Page text:
>>>
President Xi Jinping vows peace, as PLA top brass talks tough and with Vietnam ablaze
'In Chinese blood, there is no DNA for aggression,' says president, as PLA top brass vows China will not 'lose an inch' of its territory

The timing of a speech given by President Xi Jinping calling for peace last week has intrigued pundits.
"In Chinese blood, there is no DNA for aggression or hegemony," Xi told guests at an event on Thursday to mark the 60th anniversary of the Chinese People's Association for Friendship with Foreign Countries.
The speech was made after violent attacks targeting Chinese broke out in Vietnam in the wake of China's introduction of an oil rig in a disputed area of the South China Sea.
Also on Thursday, a press conference by PLA Chief of General Staff Fang Fenghui and his United States counterpart Martin Dempsey turned acrimonious when Fang said the US' "Asia pivot" had inflamed tensions in the South China Sea, and suggested "some neighbouring countries" were using the policy as a pretext for provocations.
<<<
What this exercise asks:
**A.** Answer these questions from the article on Xi Jinping's peace speech:
(i) What anniversary did Thursday's event mark?
(ii) What did China introduce in a disputed area of the South China Sea?
(iii) Who was Fang Fenghui's United States counterpart at the press conference?
**B.** Extend the news article about Xi Jinping's peace speech with a few more paragraphs that follow on from its final sentence.

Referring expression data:
>>>
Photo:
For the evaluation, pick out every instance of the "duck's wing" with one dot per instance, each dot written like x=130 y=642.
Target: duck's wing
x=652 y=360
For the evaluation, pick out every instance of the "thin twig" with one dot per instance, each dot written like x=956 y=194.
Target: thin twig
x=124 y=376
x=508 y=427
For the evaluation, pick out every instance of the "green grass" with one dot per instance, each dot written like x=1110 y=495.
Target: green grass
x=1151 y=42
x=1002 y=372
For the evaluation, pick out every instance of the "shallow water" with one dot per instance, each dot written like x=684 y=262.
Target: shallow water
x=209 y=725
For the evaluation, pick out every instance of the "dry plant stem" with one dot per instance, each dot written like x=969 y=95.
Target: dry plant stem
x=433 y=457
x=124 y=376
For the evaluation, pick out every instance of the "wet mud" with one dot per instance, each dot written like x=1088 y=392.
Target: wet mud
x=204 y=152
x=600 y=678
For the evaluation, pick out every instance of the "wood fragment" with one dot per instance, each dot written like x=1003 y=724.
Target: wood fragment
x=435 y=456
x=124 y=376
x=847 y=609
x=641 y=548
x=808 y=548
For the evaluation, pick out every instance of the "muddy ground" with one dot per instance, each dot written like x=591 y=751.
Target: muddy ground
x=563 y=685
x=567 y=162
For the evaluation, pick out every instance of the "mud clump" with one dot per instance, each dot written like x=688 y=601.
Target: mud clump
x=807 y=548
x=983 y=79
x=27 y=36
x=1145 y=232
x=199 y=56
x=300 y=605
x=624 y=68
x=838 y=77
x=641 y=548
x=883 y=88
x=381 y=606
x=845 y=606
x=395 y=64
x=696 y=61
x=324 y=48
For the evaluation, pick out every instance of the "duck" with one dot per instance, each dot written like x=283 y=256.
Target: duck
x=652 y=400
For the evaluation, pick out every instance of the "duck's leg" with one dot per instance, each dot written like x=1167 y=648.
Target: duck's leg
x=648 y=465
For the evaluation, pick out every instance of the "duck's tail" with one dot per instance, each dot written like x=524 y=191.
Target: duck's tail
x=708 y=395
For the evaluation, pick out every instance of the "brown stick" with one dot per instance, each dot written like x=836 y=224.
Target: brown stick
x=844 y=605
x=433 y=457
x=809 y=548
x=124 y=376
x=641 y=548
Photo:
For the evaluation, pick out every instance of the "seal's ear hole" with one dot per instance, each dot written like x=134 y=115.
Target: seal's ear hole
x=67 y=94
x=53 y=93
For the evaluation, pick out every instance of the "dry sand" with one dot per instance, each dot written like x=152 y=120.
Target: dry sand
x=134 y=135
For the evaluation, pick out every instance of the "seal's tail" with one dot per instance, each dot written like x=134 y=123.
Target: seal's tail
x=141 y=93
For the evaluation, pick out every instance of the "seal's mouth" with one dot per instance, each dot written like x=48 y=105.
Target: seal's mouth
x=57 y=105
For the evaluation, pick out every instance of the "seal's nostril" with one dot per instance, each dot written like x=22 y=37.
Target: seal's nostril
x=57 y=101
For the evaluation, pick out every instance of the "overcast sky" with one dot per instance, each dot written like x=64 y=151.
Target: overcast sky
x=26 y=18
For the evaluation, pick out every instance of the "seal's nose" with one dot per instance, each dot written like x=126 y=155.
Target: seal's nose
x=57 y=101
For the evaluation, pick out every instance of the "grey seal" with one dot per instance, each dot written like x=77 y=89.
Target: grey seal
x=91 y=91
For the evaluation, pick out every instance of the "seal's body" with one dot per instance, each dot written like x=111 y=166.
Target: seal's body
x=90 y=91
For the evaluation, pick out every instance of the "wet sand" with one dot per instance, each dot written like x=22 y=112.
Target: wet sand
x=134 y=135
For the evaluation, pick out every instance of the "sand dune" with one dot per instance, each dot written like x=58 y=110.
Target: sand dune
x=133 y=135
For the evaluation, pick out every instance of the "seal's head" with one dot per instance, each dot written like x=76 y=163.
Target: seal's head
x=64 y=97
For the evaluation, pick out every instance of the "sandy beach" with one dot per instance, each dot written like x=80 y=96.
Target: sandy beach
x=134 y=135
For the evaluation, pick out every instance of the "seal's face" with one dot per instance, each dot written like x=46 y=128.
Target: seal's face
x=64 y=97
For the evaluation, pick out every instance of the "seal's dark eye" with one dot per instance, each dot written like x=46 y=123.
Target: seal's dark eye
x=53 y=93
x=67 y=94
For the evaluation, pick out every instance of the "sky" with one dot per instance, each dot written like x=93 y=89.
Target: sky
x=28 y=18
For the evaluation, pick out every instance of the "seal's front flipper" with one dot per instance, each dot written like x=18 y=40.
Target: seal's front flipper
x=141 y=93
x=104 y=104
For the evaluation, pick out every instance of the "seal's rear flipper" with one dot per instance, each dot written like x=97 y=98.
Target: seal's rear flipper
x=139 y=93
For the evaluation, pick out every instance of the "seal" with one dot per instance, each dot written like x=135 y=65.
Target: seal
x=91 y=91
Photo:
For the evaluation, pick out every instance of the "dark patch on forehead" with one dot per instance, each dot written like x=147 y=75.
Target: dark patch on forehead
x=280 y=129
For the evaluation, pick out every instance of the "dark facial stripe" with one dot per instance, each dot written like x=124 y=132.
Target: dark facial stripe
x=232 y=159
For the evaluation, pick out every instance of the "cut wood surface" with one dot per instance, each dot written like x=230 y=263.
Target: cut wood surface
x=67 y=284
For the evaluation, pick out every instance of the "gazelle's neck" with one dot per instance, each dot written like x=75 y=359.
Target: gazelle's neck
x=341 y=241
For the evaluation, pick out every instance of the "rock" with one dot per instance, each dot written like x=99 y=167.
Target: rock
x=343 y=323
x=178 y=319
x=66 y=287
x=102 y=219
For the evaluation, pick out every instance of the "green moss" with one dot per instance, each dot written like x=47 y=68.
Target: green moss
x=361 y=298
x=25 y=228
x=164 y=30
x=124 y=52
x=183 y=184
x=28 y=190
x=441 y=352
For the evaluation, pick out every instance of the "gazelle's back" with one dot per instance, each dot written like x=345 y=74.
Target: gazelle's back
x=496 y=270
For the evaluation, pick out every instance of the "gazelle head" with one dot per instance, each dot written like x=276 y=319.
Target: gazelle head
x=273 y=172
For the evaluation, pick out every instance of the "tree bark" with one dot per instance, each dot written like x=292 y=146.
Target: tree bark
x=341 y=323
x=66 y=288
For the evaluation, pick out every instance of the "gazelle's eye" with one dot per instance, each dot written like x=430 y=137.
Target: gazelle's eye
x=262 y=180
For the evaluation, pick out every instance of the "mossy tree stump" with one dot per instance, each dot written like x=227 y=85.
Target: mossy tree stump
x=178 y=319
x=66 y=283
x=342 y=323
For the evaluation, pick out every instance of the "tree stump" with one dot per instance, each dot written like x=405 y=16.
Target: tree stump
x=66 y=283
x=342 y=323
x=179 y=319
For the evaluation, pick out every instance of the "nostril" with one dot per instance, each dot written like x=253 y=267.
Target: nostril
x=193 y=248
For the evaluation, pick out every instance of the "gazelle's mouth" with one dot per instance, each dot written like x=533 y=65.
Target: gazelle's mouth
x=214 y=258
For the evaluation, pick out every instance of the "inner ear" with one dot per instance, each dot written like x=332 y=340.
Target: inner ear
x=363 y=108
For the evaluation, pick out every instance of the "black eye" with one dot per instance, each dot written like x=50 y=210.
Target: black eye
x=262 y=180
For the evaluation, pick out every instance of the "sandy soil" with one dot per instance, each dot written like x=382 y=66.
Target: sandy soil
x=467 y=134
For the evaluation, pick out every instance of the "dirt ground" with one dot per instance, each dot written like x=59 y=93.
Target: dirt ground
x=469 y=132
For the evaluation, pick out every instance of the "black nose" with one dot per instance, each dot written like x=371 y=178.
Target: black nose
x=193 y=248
<<<
>>>
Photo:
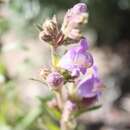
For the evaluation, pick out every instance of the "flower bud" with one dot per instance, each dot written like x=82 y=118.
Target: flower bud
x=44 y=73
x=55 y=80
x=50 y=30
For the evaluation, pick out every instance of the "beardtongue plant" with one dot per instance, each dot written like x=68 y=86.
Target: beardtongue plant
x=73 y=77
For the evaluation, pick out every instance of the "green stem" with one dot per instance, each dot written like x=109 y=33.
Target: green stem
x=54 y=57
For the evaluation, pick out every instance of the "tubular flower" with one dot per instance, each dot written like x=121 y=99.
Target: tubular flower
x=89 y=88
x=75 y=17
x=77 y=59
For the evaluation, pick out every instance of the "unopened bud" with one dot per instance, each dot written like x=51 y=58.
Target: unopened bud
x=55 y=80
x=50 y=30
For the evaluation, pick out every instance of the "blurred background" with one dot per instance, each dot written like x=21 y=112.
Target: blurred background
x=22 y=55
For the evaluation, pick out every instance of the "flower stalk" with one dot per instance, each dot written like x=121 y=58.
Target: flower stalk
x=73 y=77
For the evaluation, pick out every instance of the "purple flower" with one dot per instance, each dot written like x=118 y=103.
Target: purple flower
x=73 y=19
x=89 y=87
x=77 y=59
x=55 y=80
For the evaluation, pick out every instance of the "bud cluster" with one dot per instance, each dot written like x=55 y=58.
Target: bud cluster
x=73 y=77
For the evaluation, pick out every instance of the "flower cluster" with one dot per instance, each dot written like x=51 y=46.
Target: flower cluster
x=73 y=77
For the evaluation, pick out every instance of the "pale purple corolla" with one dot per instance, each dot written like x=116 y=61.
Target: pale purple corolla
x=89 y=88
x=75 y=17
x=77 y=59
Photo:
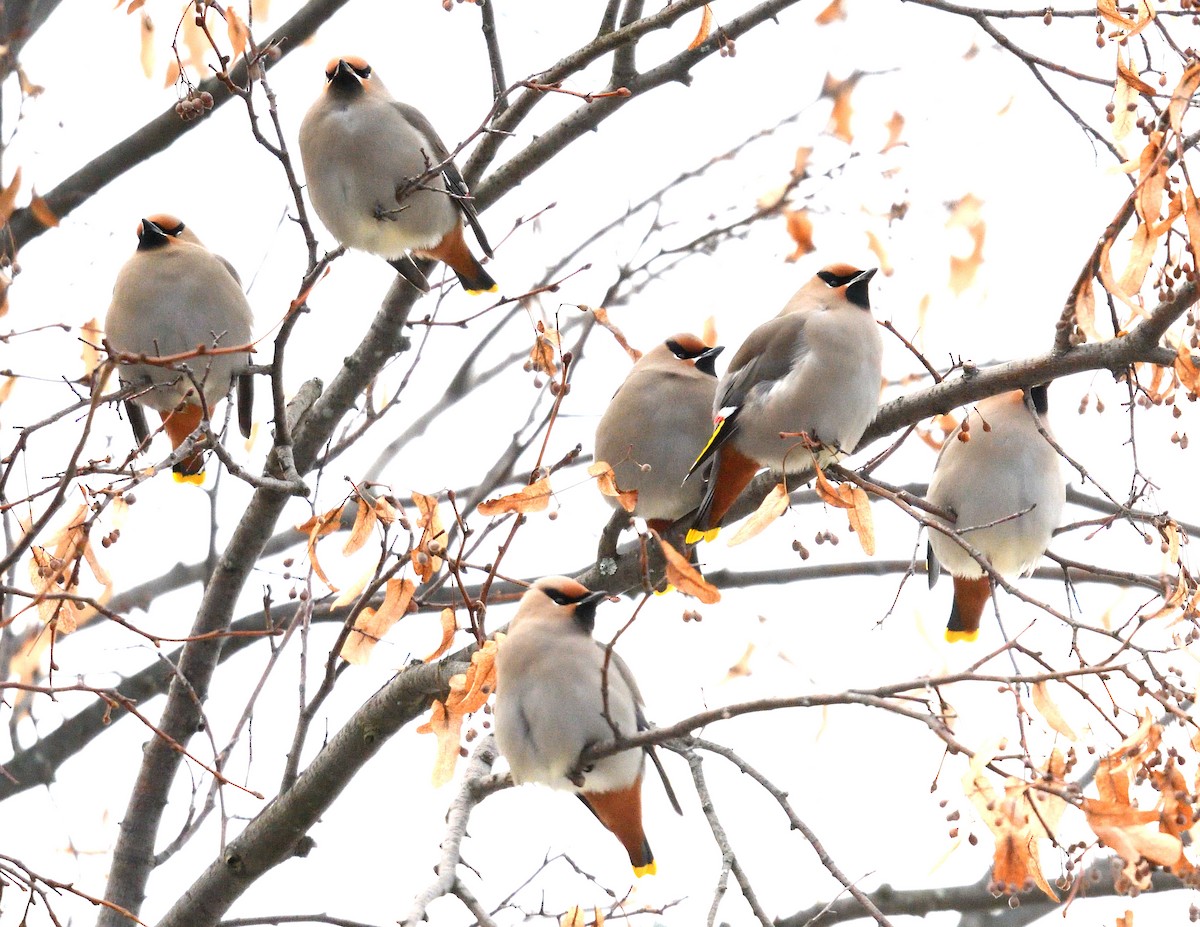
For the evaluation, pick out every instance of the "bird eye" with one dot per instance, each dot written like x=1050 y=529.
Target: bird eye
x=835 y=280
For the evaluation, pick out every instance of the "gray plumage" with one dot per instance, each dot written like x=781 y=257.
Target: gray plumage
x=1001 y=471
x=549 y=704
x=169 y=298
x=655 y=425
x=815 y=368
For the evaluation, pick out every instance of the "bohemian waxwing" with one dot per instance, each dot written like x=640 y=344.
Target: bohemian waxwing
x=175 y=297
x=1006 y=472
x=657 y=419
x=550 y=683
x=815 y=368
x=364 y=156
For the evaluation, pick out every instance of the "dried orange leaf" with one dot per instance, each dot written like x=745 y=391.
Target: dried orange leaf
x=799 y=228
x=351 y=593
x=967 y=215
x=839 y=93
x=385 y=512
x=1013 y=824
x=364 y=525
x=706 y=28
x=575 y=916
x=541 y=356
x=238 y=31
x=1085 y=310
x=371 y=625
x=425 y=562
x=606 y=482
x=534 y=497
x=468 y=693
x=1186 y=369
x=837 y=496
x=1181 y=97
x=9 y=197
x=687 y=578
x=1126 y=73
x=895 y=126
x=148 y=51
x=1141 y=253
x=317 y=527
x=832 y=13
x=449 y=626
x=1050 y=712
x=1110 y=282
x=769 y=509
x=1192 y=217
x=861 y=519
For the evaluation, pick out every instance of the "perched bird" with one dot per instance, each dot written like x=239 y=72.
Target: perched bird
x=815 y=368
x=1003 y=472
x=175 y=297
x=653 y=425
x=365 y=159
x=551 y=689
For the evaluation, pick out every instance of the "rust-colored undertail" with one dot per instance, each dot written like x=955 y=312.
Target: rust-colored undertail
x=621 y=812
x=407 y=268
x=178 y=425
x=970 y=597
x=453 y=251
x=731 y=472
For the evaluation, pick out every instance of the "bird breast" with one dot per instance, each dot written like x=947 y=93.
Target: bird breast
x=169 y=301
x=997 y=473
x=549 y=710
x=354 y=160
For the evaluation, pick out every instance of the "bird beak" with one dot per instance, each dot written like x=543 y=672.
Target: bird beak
<<<
>>>
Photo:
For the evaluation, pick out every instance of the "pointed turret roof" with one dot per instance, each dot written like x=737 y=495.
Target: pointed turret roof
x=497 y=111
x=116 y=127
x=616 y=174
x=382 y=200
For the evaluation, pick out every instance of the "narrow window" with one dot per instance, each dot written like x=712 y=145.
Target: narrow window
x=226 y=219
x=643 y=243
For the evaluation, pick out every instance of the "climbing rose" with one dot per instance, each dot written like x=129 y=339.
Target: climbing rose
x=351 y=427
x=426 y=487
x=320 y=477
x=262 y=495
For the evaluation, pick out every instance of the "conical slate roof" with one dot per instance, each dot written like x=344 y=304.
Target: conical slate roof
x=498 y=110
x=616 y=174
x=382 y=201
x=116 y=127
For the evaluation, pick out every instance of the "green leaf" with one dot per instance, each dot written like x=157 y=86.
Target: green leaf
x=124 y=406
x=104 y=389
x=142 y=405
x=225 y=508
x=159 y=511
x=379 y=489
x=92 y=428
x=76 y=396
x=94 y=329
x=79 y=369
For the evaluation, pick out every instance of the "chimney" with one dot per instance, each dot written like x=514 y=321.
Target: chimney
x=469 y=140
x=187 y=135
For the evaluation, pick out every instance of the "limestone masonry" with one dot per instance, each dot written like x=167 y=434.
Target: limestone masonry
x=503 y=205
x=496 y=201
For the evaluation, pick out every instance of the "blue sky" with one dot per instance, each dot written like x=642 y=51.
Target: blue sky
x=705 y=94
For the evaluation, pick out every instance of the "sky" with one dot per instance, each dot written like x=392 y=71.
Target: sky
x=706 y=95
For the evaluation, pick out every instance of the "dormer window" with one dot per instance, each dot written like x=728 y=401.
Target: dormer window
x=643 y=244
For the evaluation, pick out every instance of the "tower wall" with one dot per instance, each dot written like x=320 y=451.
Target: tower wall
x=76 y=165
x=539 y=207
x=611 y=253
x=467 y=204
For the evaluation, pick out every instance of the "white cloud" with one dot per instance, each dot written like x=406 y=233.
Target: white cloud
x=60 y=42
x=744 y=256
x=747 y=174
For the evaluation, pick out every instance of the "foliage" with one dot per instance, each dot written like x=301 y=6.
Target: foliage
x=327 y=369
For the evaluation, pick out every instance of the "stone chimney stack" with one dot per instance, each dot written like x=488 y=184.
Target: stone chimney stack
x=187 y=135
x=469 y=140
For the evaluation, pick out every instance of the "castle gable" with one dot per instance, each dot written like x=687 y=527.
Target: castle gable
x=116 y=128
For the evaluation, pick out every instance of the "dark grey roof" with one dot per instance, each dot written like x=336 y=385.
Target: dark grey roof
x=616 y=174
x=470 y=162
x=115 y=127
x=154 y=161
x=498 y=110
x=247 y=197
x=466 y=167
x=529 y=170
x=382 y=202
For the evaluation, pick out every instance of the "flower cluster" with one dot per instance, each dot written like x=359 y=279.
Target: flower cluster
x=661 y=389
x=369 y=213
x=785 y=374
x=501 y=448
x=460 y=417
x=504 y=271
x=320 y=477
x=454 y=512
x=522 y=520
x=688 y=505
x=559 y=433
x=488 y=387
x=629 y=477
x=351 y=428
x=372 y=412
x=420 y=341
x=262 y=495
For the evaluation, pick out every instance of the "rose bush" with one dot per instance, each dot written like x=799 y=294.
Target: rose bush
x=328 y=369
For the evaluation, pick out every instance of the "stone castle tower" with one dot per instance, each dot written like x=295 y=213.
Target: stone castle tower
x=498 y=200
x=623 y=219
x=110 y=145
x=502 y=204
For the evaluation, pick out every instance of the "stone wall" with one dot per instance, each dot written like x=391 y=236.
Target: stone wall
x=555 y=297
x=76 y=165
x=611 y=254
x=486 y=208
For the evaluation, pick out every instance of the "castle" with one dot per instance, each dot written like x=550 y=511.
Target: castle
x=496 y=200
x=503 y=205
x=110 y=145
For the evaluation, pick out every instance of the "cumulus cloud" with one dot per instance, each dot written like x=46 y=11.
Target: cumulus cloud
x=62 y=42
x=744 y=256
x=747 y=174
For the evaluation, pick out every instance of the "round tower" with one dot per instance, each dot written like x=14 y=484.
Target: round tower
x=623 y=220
<<<
Answers:
**A.**
(i) The 60th anniversary of the Chinese People's Association for Friendship with Foreign Countries.
(ii) An oil rig.
(iii) Martin Dempsey.

**B.**
Fang vowed China would not "lose an inch" of its territory.
Xi said China had long understood that a strong country should not seek out war.
"Chinese people do not accept the logic that a strong country must also be hegemonic," Xi told the guests, which included former Japanese prime minister Yukio Hatoyama, Princess of Tonga Pilolevu Tuita and Christopher Cox, grandson of late US president Richard Nixon . "History has told us that wars are like devils and nightmares."